*THE PROBLEM:* Convert the data below into a two-column CSV with the headers request and answer, giving one row per request. Place each request's text and its answer in their own quoted fields, and replace line breaks with spaces.

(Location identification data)
-------------------------
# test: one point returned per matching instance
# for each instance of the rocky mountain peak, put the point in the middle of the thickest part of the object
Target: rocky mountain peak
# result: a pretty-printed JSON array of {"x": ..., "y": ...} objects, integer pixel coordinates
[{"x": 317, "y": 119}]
-------------------------
*RESPONSE TO THIS EXERCISE:*
request,answer
"# test: one point returned per matching instance # for each instance of the rocky mountain peak, put the point in the middle of the thickest part of the object Target: rocky mountain peak # result: a pretty-printed JSON array of {""x"": ..., ""y"": ...} objects, integer pixel coordinates","[{""x"": 317, ""y"": 119}]"